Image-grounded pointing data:
<<<<

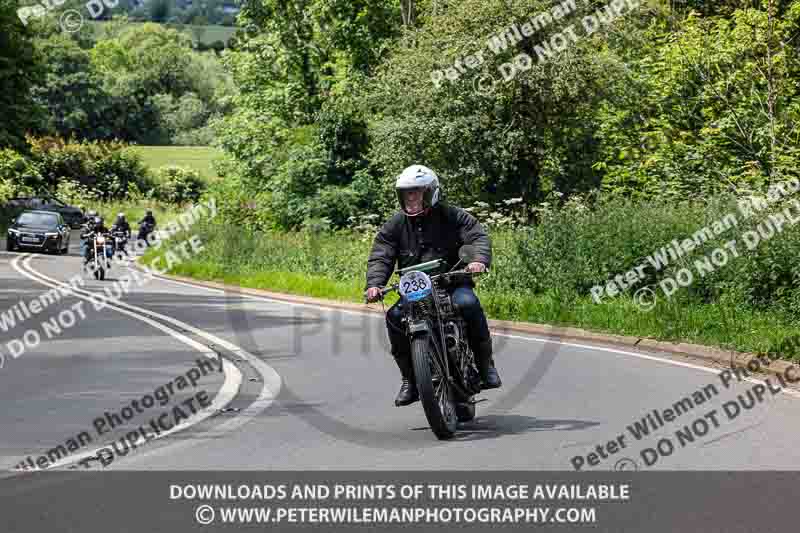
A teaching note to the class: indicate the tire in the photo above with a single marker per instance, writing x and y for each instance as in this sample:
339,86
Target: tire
442,422
465,411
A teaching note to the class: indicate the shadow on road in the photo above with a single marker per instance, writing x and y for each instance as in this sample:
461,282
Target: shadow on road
494,426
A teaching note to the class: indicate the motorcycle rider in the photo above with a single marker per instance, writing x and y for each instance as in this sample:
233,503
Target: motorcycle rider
423,230
97,227
90,216
121,224
148,220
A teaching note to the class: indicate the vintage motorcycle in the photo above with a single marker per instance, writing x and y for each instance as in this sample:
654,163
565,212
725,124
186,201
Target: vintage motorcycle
101,250
444,366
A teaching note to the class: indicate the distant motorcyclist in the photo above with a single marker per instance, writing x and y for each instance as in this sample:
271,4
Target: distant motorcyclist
146,226
148,218
90,216
426,229
97,228
121,225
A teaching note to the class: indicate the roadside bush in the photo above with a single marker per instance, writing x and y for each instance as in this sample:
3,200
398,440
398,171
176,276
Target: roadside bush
572,250
74,193
178,185
106,167
18,173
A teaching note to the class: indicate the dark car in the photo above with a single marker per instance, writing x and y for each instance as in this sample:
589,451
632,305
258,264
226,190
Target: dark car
39,230
72,215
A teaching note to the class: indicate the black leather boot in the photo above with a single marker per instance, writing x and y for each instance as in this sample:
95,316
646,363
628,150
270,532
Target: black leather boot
408,390
483,357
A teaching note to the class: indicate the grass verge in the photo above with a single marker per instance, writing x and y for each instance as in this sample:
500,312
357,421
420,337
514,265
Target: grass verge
198,158
330,267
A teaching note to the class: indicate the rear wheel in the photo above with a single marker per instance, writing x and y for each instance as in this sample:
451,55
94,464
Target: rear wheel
435,392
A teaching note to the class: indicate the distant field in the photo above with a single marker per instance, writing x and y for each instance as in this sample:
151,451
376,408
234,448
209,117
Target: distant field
204,34
196,157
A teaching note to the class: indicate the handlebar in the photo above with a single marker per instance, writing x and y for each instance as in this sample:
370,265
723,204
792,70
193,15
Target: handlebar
386,290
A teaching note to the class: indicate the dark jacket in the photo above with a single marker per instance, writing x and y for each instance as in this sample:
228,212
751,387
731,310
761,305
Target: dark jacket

>>>>

Work to be completed →
Your answer must be an exact transcription of every entry, minus the pictures.

Result of this task →
A teaching note to the class: indicate the tire in the photo above with a single marker per instance, writing x and y for each instance as in this sample:
339,86
Target: tire
442,422
465,411
A teaching note to the class: indicate the shadow on road in the photo above with a single marker per instance, writing x and y for each instance as in this sample:
461,282
Target: shadow on road
494,426
A teaching note to the class: indicate the motorcycle rider in the photo above with a single marker per instance, writing x and y for each instance as in this sample:
233,503
Target: motorcycle rider
423,230
97,227
90,216
121,224
148,220
A teaching note to the class: indicate the vintage motorcycle in the photo above with a single marker per instance, writing x and y for each instance as in this sample:
654,163
565,212
725,124
186,201
Target: vintage motorcycle
101,250
444,366
A teaching note to the class: indicate the distant motorcyclist in the photo above with a single marker per instance, writing x and y for each instance as in this sample:
271,4
Target: distant motorcyclist
146,226
148,218
90,216
426,229
97,228
121,225
A teaching note to the class: indicate the roadside bush in the photo above with a single marker per instance, writing x and y for each instance as in this sample:
3,200
398,440
398,171
176,276
Target: roadside bush
572,250
74,193
178,185
106,167
18,173
A teaching note to the class: indicate the dark car in the photo above with a single marker per instance, writing x and y for each instance as in this sample:
589,451
632,305
258,264
226,190
Target: dark car
39,230
72,215
A teaching note to the class: indicate the black leather boot in the photo above with a single marker per instance, writing x and y for each instance as in this sample:
95,316
646,363
628,150
270,532
Target: black leather boot
408,390
483,357
A teaching note to the class: indicate the grass verge in the photo above with a single marker per instance, writing x and y for each instance as in this sample:
500,312
357,421
420,337
514,265
Target: grass verge
198,158
330,267
A teaching note to the class: indicate the rear wheel in the photo above with a single marker per instance, writing x and y for each instance as in this sample:
451,55
94,464
Target: rear wheel
435,392
A teaching note to the class: indicate the distant field in the photo above with a single marker per instance, writing x and y for each instance as in this sample:
151,451
376,408
234,448
209,117
Target: distant field
204,34
196,157
A teaching note to the class: indicate the handlebar in the photo above with a single marker per instance, writing x and y for each instance as in this sample:
370,265
723,204
792,70
193,15
Target: handlebar
386,290
A teaching note to the class: indicate the dark jacket in the photo above with a single marker per instance, writing x and y for each instance as in this sample:
228,212
751,387
731,310
761,305
Target: dark jacket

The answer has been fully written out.